◆ INSTRUCTION A:
Convert the entries below, starting at the beginning of the entries and ending at the line containing "positive clicks: (267, 67) (307, 75)", into a JSON list of strings with one string per line and blank lines omitted. Leave the pictures out of the result.

◆ SUPPLIED PASSAGE:
Perfect Sound Forever

The Return of the Wreckers of Civilization

Throbbing Gristle and Cosey Fanni Tutti
Interview by Mike Edwards
(March 2005)

After a twenty three year absence, Throbbing Gristle has reunited. January 2004 saw the release of TG+, a box set of ten CDs documenting the final ten shows performed in 1980-81. Soon afterward a remix album surfaced (Mutant TG), and by February the four original members were recording the limited edition EP, TGNOW.

The Industrial movement rose and fell in Throbbing Gristle's wake, the form subverted by its purveyors to the point of parody. None of the music made in the shade of TG's long shadow ever showed a scintilla of the originality, the audacity, or the moments of incredible beauty regularly displayed by the original model. As evidenced on TG's TG 24 box set from 2002 (and TG +), Throbbing Gristle began as artists hell-bent on creating something absolutely new, and free of constraint.

They weren't musicians, they didn't play songs – though Chris Carter's beats and tapes helped give boundaries to otherwise woozy, borderless jams – but like great musicians, they listened to each other on stage, building tsunami-sized waves of sound that – on the remixed tapes that are on the two aforementioned box sets – still have the power to push out all thought.

◆ GIVEN ENTRIES:
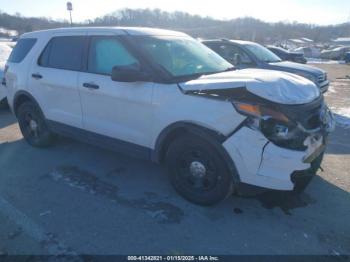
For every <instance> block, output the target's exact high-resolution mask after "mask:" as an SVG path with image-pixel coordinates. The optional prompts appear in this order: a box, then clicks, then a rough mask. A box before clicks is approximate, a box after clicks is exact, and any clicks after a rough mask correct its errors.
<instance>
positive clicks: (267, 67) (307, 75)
mask: <svg viewBox="0 0 350 262" xmlns="http://www.w3.org/2000/svg"><path fill="white" fill-rule="evenodd" d="M202 43H204V44H205V45H207V46H208V47H210V48H211V49H213V50H214V51H215V52H217V53H218V54H219V55H221V56H222V57H223V58H225V59H226V60H227V61H229V62H230V63H232V64H234V65H235V66H236V67H237V68H240V69H242V68H261V69H269V70H278V71H284V72H289V73H293V74H296V75H300V76H302V77H305V78H307V79H309V80H310V81H312V82H313V83H315V85H316V86H317V87H318V88H319V89H320V91H321V92H322V93H324V92H326V91H327V90H328V87H329V81H328V79H327V73H326V72H325V71H324V70H322V69H319V68H316V67H313V66H309V65H302V64H299V63H294V62H289V61H282V59H280V58H279V57H278V56H277V55H275V54H274V53H272V52H271V51H270V50H268V49H267V48H266V47H264V46H262V45H259V44H257V43H254V42H249V41H240V40H227V39H220V40H204V41H202Z"/></svg>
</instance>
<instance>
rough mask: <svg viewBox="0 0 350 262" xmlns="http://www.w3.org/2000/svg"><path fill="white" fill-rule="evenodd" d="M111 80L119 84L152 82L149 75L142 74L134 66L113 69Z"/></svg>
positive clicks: (117, 67) (118, 67)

◆ INSTRUCTION B:
According to the Throbbing Gristle interview, how many CDs make up the TG+ box set?

◆ TASK OUTPUT A:
[
  "For every <instance> block, output the target's exact high-resolution mask after \"mask:\" as an SVG path with image-pixel coordinates. The optional prompts appear in this order: a box, then clicks, then a rough mask. A box before clicks is approximate, a box after clicks is exact, and any clicks after a rough mask correct its errors.",
  "<instance>",
  "positive clicks: (267, 67) (307, 75)"
]

◆ TASK OUTPUT B:
Ten CDs.